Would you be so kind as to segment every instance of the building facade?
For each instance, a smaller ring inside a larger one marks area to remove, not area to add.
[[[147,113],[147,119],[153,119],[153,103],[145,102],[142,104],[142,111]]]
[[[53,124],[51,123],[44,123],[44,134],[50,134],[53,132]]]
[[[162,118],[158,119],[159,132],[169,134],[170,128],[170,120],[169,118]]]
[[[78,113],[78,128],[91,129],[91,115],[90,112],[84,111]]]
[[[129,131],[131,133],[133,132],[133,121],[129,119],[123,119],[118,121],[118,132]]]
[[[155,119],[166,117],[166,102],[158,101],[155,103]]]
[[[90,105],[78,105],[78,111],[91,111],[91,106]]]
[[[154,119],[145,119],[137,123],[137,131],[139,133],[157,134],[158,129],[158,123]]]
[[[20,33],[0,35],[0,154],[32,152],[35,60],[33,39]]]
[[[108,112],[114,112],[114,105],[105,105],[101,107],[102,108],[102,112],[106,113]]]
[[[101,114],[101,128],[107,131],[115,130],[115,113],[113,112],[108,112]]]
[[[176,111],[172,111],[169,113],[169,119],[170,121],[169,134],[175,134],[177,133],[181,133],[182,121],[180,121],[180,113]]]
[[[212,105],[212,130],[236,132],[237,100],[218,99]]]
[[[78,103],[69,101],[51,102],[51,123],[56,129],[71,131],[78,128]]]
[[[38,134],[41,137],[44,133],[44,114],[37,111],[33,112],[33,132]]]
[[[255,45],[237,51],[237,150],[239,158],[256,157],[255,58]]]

****************

**Task directions:** Could you write out all of the lines above again, changing "building facade" to "storefront" and leaving everything else as it is?

**Task result:**
Would you be so kind as to segment every instance of the storefront?
For each instance, a smaller ring inside a larger one marks area to remove, not area to add.
[[[147,113],[147,119],[153,119],[153,103],[145,102],[142,104],[142,111]]]
[[[53,124],[51,123],[44,123],[44,134],[50,134],[53,132]]]
[[[162,118],[158,119],[159,132],[169,134],[170,128],[170,120],[169,118]]]
[[[78,113],[78,128],[91,129],[91,115],[90,112],[84,111]]]
[[[129,131],[131,133],[133,132],[133,121],[129,119],[123,119],[118,121],[118,132]]]
[[[155,119],[166,117],[166,102],[158,101],[155,103]]]
[[[90,105],[78,105],[78,111],[91,111],[91,106]]]
[[[154,119],[145,119],[137,123],[137,131],[139,133],[157,134],[158,129],[158,123]]]
[[[20,33],[0,35],[0,154],[32,152],[35,60],[33,39]]]
[[[108,112],[114,112],[114,105],[105,105],[101,107],[102,108],[102,112],[106,113]]]
[[[101,114],[101,128],[107,131],[115,130],[115,113],[113,112],[108,112]]]
[[[176,111],[172,111],[169,113],[169,119],[170,121],[169,134],[175,134],[177,133],[181,133],[182,121],[180,121],[180,113]]]
[[[212,105],[212,130],[236,132],[237,100],[218,99]]]
[[[78,103],[69,101],[51,102],[51,123],[56,129],[71,131],[78,128]]]
[[[38,134],[41,137],[44,133],[44,114],[37,111],[33,112],[33,132]]]
[[[255,45],[237,51],[237,150],[239,158],[256,157],[255,58]]]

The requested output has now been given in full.